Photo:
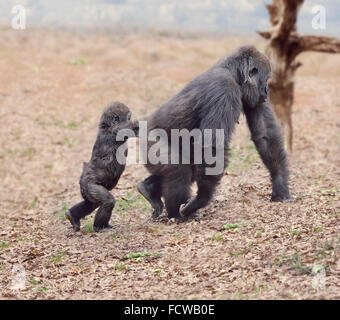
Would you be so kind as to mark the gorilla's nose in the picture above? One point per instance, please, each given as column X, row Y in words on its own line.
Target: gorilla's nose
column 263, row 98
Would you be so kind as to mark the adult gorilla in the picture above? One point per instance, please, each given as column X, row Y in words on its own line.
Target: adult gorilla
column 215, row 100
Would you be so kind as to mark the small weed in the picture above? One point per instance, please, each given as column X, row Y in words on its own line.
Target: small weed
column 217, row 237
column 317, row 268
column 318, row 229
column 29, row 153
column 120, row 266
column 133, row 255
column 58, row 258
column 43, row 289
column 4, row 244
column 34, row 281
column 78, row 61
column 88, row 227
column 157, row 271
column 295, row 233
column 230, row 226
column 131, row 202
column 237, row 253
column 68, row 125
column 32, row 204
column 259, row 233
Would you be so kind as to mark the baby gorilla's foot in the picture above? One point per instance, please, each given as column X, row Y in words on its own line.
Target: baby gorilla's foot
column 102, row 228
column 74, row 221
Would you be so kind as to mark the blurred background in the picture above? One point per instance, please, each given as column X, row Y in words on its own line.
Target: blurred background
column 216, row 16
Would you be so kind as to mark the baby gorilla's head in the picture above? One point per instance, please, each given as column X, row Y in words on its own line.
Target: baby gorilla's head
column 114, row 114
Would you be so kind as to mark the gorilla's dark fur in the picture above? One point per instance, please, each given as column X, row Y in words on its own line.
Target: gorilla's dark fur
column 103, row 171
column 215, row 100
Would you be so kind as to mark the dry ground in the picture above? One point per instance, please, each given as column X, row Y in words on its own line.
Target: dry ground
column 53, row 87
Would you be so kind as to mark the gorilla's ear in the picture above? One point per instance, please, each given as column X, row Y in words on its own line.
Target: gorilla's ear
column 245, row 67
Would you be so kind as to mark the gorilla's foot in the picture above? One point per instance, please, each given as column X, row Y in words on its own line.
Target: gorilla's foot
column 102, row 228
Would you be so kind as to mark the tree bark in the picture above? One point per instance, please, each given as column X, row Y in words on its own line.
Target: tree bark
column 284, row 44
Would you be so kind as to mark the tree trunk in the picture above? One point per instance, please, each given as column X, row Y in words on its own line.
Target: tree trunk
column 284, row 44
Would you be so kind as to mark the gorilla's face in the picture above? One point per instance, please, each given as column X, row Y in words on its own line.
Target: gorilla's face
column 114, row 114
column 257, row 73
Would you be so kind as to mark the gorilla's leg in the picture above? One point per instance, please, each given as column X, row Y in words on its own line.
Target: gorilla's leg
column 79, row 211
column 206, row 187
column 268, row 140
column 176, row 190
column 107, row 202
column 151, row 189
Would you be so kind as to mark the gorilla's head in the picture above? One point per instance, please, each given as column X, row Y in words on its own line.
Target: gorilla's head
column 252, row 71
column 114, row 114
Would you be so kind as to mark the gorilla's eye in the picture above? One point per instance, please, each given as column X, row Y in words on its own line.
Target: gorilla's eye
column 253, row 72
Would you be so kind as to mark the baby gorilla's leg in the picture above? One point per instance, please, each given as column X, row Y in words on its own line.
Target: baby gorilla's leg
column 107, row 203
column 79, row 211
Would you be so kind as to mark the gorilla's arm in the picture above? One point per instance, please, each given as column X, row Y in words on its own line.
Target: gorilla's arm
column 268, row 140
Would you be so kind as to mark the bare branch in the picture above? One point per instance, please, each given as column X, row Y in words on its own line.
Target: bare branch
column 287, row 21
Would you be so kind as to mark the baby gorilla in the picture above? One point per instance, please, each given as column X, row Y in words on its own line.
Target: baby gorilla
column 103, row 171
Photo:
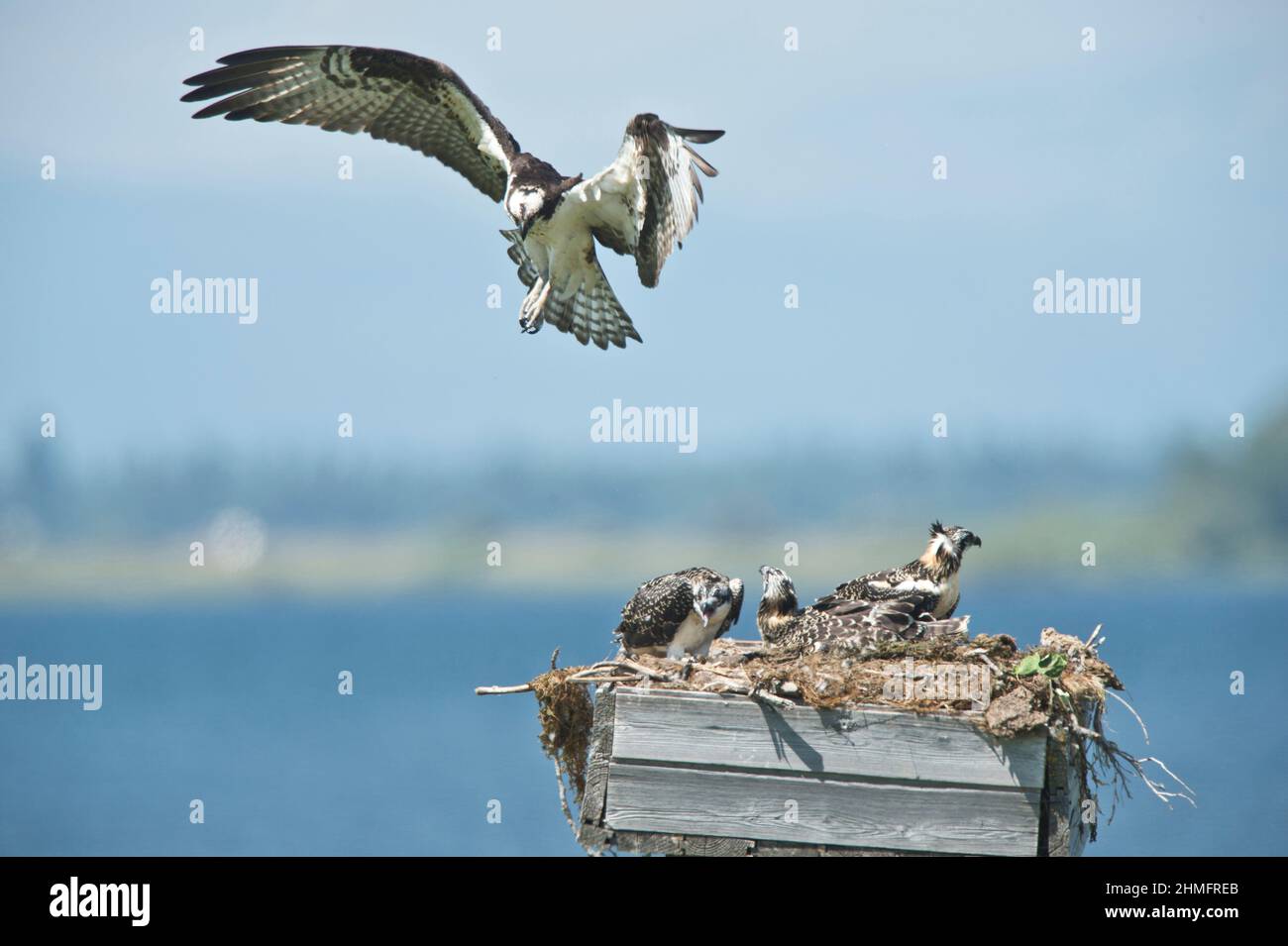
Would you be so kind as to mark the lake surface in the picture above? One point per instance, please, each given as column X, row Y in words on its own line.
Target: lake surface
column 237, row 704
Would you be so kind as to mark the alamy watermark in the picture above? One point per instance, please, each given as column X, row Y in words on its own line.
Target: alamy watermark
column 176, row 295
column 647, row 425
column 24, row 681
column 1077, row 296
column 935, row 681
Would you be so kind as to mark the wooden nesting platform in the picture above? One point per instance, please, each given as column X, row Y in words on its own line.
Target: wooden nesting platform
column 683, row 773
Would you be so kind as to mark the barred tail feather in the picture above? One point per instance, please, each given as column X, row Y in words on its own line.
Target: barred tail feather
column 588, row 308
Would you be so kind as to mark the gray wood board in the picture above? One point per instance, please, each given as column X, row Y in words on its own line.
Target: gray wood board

____

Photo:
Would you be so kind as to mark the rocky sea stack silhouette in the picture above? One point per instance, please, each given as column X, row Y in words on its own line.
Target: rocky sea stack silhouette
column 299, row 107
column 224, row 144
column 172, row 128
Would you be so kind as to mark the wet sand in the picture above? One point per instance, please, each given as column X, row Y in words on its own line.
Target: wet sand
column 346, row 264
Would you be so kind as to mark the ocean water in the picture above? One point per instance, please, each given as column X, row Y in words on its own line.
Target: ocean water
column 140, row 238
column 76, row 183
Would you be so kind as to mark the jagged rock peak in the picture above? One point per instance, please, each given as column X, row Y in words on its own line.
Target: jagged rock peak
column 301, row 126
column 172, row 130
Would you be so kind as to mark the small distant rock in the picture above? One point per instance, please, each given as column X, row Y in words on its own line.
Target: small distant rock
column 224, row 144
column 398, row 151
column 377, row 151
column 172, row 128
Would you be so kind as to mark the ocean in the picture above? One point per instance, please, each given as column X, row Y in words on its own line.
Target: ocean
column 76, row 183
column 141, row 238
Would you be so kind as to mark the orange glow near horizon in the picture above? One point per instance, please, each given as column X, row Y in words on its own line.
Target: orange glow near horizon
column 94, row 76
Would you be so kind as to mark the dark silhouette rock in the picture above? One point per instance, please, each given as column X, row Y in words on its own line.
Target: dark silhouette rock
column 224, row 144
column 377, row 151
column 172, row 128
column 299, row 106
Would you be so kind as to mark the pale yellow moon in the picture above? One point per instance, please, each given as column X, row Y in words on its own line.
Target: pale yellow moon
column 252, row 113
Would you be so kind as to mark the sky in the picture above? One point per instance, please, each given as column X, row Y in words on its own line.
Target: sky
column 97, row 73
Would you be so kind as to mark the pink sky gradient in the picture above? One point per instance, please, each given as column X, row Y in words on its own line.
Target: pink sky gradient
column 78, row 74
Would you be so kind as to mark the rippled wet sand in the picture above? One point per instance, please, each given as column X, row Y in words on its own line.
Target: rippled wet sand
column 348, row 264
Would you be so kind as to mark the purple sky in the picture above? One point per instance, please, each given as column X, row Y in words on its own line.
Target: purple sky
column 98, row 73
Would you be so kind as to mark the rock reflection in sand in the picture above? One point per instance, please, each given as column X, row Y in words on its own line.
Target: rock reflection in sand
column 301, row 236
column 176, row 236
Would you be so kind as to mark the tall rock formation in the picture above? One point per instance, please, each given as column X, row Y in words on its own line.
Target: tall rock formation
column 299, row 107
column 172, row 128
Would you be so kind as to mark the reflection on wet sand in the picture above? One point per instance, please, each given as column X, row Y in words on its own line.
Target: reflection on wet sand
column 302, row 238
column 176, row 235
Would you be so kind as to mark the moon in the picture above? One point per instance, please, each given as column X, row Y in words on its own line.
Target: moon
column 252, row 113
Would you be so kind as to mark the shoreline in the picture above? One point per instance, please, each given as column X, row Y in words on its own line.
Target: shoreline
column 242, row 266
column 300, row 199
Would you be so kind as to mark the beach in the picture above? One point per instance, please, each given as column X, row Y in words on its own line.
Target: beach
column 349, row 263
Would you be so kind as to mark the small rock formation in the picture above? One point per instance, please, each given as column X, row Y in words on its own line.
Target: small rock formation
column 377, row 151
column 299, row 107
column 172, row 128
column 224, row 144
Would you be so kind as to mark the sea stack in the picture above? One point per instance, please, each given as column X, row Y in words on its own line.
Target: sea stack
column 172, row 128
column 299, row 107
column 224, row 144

____

- Exercise directions: Looking over the records, find each line with the word "board" and copy it.

- Answer:
Would you be so kind as to mark the gray wood board in the picture above? One point per instance, please, each given as column X, row Y in words on its own line.
Target: gray wood board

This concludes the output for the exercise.